━━━ STUDY MATERIAL ━━━

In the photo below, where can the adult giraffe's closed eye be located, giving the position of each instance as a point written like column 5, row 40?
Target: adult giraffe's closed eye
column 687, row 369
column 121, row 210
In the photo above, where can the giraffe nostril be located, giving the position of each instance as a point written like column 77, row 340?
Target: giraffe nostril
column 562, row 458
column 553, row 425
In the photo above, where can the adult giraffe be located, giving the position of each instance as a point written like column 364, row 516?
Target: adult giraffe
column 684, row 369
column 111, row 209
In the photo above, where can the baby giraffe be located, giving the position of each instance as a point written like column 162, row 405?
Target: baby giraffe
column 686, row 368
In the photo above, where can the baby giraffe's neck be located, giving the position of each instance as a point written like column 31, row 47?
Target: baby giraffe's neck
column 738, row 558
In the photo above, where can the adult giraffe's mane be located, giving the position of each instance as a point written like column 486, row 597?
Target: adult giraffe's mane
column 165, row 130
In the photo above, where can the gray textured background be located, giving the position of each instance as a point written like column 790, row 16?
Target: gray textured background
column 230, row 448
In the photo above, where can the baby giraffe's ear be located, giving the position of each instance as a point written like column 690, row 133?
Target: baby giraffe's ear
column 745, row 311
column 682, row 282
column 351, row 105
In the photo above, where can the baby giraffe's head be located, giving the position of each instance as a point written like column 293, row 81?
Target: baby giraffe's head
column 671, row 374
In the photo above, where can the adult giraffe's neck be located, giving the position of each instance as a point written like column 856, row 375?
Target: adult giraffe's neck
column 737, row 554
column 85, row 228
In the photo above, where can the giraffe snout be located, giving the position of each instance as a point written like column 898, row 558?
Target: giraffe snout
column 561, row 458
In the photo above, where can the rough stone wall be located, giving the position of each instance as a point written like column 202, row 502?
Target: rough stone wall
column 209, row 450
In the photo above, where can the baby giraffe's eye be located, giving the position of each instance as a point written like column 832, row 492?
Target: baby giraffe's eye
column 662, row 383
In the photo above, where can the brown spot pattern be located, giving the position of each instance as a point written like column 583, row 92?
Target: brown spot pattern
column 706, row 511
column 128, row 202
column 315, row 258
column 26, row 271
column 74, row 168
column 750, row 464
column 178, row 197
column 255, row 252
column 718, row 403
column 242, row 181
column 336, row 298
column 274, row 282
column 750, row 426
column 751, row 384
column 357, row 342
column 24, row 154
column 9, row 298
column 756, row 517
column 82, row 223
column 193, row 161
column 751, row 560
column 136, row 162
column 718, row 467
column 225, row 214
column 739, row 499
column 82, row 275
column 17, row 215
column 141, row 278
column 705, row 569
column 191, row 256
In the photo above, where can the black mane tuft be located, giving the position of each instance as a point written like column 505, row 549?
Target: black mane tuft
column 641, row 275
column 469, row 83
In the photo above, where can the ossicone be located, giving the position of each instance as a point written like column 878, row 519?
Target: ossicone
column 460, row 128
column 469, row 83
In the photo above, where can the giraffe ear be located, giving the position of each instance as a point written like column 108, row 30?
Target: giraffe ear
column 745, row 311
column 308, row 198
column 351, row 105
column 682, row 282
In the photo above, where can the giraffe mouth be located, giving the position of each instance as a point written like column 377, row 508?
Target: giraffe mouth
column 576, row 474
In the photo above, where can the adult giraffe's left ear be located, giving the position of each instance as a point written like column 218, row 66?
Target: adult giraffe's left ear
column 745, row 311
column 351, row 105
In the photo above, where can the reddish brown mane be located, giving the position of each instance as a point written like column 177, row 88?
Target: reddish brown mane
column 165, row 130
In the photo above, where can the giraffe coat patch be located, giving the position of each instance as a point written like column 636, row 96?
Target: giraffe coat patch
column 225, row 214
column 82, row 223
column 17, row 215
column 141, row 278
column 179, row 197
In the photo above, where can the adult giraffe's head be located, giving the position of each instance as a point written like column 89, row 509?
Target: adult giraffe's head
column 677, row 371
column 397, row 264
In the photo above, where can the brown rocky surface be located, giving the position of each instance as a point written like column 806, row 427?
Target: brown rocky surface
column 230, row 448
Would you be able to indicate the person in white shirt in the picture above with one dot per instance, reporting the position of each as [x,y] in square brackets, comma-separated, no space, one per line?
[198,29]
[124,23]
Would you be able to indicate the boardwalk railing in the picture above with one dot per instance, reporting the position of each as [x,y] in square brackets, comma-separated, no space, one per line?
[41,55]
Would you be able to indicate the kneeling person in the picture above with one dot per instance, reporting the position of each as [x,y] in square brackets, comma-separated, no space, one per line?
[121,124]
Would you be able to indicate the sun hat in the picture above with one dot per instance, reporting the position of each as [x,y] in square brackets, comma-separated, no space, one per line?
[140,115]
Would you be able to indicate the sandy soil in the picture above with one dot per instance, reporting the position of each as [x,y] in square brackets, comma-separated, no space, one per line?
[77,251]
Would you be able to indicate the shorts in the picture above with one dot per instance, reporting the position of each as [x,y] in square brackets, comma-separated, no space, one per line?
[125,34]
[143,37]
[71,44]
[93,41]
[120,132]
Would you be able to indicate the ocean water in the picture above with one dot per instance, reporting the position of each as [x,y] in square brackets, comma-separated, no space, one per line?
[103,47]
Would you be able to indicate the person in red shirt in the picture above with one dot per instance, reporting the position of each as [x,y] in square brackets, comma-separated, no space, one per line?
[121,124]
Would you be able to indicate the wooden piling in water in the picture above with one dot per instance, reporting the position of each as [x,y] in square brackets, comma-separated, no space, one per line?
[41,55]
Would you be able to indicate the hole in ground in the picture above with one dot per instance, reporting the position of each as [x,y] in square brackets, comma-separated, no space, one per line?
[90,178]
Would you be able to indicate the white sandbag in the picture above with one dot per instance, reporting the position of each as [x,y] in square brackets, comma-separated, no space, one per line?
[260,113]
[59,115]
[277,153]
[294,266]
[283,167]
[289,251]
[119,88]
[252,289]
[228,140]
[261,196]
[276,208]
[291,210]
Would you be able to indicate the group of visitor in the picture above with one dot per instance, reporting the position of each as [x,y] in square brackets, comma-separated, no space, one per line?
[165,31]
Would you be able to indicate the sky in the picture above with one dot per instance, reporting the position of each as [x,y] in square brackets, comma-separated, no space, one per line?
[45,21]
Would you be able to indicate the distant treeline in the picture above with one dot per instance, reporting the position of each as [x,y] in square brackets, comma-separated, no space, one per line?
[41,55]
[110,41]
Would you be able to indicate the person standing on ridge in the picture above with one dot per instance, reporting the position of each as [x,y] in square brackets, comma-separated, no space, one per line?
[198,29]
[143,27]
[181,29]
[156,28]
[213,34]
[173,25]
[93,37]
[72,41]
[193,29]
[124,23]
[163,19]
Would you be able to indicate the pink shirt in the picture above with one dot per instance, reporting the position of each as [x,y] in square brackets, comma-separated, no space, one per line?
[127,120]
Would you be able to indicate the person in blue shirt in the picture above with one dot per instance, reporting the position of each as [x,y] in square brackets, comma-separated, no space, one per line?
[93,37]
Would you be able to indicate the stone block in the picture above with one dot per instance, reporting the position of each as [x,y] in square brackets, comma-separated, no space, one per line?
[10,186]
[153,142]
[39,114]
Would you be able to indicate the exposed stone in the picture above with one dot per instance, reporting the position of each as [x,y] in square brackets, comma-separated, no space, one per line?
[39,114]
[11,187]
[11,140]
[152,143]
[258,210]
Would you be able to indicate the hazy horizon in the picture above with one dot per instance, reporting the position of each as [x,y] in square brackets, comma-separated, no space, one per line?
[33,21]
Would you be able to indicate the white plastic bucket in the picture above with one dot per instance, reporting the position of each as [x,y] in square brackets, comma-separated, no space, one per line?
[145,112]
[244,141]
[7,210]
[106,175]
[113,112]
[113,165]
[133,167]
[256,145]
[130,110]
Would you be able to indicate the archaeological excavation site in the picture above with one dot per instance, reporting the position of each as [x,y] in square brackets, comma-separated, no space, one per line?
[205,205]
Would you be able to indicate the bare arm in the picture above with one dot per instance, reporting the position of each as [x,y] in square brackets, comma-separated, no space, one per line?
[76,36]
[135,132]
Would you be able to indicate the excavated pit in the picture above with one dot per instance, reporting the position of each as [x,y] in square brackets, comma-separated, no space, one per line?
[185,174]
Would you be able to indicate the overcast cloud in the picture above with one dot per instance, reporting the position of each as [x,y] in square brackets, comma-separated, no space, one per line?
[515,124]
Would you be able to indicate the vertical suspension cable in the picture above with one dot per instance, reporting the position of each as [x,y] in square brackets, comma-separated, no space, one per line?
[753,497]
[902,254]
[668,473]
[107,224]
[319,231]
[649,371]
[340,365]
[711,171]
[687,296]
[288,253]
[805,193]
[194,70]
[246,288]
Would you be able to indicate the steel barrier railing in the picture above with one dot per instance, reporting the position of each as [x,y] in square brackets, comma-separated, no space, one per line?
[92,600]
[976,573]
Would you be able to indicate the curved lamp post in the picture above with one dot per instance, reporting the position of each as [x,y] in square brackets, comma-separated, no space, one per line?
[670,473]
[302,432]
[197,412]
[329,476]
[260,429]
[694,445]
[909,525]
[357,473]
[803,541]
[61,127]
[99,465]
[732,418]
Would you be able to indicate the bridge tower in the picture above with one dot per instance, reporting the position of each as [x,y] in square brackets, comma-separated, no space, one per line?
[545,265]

━━━

EXERCISE BRIEF: Transcribe, exactly and without additions, the lines of the records above, beginning with the line that contains "In the photo above, where can the giraffe snout" and ending with the line that contains "In the photo above, where can the ossicone", both included.

TASK ANSWER:
In the photo above, where can the giraffe snout be located, giving the position of each instance as a point written like column 898, row 558?
Target: giraffe snout
column 561, row 458
In the photo above, where can the rough stone wall be located, giving the position of each instance as a point written like column 202, row 502?
Target: rough stone wall
column 209, row 450
In the photo above, where can the baby giraffe's eye be located, giving the position of each instance as a point written like column 832, row 492?
Target: baby giraffe's eye
column 662, row 383
In the photo above, where can the brown spot pattern be located, giving the position of each instance as a point written like column 583, row 92?
Target: brown spot pattern
column 706, row 511
column 128, row 202
column 315, row 258
column 26, row 271
column 74, row 168
column 750, row 464
column 178, row 197
column 255, row 252
column 718, row 403
column 242, row 181
column 336, row 298
column 274, row 282
column 750, row 426
column 751, row 384
column 357, row 342
column 24, row 154
column 9, row 298
column 756, row 517
column 82, row 223
column 193, row 161
column 751, row 560
column 136, row 162
column 718, row 467
column 225, row 214
column 739, row 499
column 82, row 275
column 17, row 215
column 141, row 278
column 705, row 569
column 191, row 256
In the photo above, where can the black mane tuft be located, giving the position of each instance as a point written like column 505, row 549?
Target: black mane tuft
column 641, row 275
column 469, row 83
In the photo above, where can the ossicone be located, giving the position of each instance as a point written like column 878, row 519?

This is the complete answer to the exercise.